** begin Data for the task **
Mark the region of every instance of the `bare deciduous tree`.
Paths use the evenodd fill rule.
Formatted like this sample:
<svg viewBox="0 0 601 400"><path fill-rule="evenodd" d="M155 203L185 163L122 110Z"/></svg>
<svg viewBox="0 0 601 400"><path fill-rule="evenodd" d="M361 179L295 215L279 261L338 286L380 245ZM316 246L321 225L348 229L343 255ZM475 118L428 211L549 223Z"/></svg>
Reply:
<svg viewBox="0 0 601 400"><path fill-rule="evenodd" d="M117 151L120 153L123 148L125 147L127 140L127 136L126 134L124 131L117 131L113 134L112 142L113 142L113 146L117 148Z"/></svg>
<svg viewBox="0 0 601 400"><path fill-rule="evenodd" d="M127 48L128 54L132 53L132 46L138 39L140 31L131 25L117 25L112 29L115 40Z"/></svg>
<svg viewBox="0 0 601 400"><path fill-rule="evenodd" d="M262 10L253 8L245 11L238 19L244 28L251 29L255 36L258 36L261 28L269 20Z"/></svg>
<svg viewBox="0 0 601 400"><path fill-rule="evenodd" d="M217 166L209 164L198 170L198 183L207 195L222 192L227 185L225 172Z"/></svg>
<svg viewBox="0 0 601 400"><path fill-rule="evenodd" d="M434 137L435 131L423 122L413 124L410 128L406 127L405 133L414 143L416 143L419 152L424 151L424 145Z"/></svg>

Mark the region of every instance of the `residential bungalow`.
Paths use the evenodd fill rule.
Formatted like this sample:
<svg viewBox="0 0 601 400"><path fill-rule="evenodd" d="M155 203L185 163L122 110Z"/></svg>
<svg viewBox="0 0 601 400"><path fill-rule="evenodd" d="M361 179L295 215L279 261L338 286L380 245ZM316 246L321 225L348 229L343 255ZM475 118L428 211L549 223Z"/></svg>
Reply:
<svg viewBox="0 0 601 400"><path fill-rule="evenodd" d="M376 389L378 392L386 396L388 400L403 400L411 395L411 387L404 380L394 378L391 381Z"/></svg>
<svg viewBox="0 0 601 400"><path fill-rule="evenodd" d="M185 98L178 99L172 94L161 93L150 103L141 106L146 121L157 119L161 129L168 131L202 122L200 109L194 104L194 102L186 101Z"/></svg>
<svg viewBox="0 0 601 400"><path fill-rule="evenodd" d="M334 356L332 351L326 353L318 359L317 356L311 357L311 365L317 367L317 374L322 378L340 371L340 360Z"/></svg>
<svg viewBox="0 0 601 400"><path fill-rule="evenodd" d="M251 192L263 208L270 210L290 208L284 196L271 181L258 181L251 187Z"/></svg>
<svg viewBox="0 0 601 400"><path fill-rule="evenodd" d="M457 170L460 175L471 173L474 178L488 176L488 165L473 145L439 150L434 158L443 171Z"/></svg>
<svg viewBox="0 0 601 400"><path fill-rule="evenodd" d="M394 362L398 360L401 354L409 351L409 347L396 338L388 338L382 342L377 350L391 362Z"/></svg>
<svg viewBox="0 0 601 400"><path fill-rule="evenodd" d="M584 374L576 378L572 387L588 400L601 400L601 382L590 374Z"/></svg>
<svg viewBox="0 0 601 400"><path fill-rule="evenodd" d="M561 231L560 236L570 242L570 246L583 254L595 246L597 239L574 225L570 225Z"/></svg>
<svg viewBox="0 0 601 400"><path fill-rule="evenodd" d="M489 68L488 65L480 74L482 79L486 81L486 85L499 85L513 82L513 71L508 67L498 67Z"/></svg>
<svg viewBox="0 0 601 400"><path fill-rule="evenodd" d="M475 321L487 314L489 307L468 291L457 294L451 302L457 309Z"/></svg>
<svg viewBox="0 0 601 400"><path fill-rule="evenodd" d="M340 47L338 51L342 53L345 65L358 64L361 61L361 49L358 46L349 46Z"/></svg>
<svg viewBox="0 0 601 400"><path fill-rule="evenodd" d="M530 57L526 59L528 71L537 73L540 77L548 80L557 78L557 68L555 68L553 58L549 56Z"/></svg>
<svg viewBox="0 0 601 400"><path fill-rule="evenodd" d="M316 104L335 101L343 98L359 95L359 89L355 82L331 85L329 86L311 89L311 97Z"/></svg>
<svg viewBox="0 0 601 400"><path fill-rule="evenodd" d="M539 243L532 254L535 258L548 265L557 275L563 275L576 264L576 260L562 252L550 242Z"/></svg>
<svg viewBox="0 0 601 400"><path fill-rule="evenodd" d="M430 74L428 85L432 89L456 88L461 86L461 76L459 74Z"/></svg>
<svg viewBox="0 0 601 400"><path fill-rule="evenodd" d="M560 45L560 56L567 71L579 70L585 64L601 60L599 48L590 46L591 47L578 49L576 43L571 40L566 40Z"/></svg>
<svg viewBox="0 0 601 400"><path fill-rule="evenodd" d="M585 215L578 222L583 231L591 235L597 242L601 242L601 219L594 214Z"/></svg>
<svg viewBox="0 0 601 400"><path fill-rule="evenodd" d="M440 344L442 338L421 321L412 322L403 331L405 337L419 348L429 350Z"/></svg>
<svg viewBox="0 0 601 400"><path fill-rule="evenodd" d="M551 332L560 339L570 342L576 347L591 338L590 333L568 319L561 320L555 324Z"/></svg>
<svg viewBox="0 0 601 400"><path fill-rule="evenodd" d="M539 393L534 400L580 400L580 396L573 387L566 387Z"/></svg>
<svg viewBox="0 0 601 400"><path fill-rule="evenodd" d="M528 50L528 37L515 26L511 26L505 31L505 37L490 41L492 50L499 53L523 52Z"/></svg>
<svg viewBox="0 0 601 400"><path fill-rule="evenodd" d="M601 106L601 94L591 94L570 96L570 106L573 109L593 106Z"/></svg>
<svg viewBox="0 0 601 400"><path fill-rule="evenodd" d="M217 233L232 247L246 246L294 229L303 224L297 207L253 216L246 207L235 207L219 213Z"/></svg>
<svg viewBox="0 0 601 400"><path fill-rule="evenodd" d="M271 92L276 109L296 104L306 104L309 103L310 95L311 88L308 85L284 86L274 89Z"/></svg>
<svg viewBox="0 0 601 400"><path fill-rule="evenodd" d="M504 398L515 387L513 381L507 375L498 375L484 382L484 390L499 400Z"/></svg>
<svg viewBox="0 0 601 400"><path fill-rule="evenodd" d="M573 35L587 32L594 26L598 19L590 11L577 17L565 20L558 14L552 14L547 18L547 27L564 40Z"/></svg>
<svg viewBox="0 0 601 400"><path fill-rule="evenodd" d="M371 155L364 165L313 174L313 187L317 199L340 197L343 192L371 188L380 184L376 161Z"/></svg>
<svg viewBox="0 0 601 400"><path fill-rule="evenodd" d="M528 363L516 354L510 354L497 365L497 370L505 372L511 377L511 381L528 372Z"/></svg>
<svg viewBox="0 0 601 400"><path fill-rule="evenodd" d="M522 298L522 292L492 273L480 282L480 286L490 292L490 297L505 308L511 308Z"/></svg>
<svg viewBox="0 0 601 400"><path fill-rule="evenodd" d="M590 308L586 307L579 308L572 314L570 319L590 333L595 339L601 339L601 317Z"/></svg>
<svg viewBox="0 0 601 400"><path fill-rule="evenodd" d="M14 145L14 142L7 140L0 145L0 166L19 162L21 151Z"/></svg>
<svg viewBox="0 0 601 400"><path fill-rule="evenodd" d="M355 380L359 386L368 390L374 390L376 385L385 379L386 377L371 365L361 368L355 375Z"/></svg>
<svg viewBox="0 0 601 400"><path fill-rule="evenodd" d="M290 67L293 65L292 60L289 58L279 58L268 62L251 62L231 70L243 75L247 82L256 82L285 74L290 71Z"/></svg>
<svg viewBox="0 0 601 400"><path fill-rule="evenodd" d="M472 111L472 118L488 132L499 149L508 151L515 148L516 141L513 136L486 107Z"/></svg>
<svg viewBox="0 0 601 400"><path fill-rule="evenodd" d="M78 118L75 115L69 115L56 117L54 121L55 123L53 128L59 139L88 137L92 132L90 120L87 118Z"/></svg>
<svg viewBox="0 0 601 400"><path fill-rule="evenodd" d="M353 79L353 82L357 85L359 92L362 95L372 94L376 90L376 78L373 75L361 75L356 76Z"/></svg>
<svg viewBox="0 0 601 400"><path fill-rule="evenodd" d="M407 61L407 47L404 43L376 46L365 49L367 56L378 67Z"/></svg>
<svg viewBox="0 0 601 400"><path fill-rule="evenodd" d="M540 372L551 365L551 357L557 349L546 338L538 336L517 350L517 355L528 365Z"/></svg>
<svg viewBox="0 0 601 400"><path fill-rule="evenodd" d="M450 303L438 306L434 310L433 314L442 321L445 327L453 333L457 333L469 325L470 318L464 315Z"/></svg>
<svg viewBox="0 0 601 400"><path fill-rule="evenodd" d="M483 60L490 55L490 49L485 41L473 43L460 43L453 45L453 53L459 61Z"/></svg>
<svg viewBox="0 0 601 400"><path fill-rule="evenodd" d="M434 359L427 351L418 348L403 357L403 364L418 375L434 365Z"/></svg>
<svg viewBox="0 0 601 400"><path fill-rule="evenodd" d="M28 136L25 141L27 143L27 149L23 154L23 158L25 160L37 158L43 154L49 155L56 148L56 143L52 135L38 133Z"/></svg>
** end Data for the task **
Reproduce the material word for word, from its first line through the line that contains "137L435 131L423 122L413", both included.

Mark the region of every instance of the `bare deciduous tree`.
Paths use the evenodd fill rule.
Formatted like this sample:
<svg viewBox="0 0 601 400"><path fill-rule="evenodd" d="M155 203L185 163L122 110Z"/></svg>
<svg viewBox="0 0 601 400"><path fill-rule="evenodd" d="M361 179L295 215L279 261L338 286L380 245ZM316 246L321 225L348 229L343 255ZM475 118L428 211L549 223Z"/></svg>
Reply:
<svg viewBox="0 0 601 400"><path fill-rule="evenodd" d="M117 151L120 153L123 148L125 147L127 140L127 136L126 134L124 131L117 131L113 134L112 142L113 142L113 146L117 148Z"/></svg>
<svg viewBox="0 0 601 400"><path fill-rule="evenodd" d="M127 48L128 54L132 53L132 46L138 39L140 31L131 25L117 25L112 29L115 40Z"/></svg>
<svg viewBox="0 0 601 400"><path fill-rule="evenodd" d="M262 10L253 8L245 11L238 19L244 28L251 29L255 36L258 36L261 28L269 20Z"/></svg>
<svg viewBox="0 0 601 400"><path fill-rule="evenodd" d="M217 166L209 164L198 170L198 183L207 195L222 192L227 185L225 172Z"/></svg>
<svg viewBox="0 0 601 400"><path fill-rule="evenodd" d="M434 137L435 131L423 122L413 124L410 128L406 127L405 133L414 143L416 143L419 152L424 151L424 145Z"/></svg>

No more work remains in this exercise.